◆ Work to be completed
Update the listing below by changing "tiled roof" to "rooftop" and leaving every other line unchanged. Omit the pictures from your answer.

Records from a collection
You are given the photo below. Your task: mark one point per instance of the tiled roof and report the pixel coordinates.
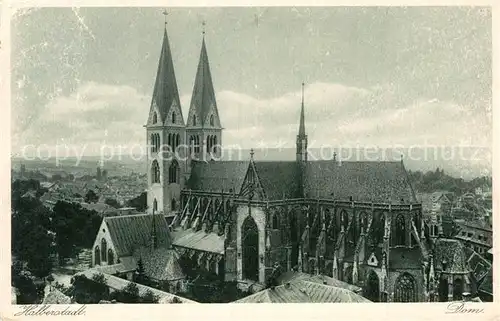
(479, 265)
(290, 293)
(56, 297)
(217, 176)
(160, 264)
(165, 91)
(404, 258)
(115, 268)
(278, 178)
(320, 293)
(452, 251)
(363, 181)
(117, 283)
(291, 276)
(303, 292)
(200, 240)
(129, 232)
(203, 97)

◆ Worked solution
You are given the photo below. Your task: mark one point per instance of the rooftop and report the pixel coordinates.
(479, 265)
(290, 293)
(56, 297)
(217, 176)
(160, 264)
(165, 91)
(404, 258)
(115, 268)
(278, 178)
(320, 293)
(452, 251)
(363, 181)
(117, 283)
(291, 276)
(303, 292)
(200, 240)
(129, 232)
(203, 97)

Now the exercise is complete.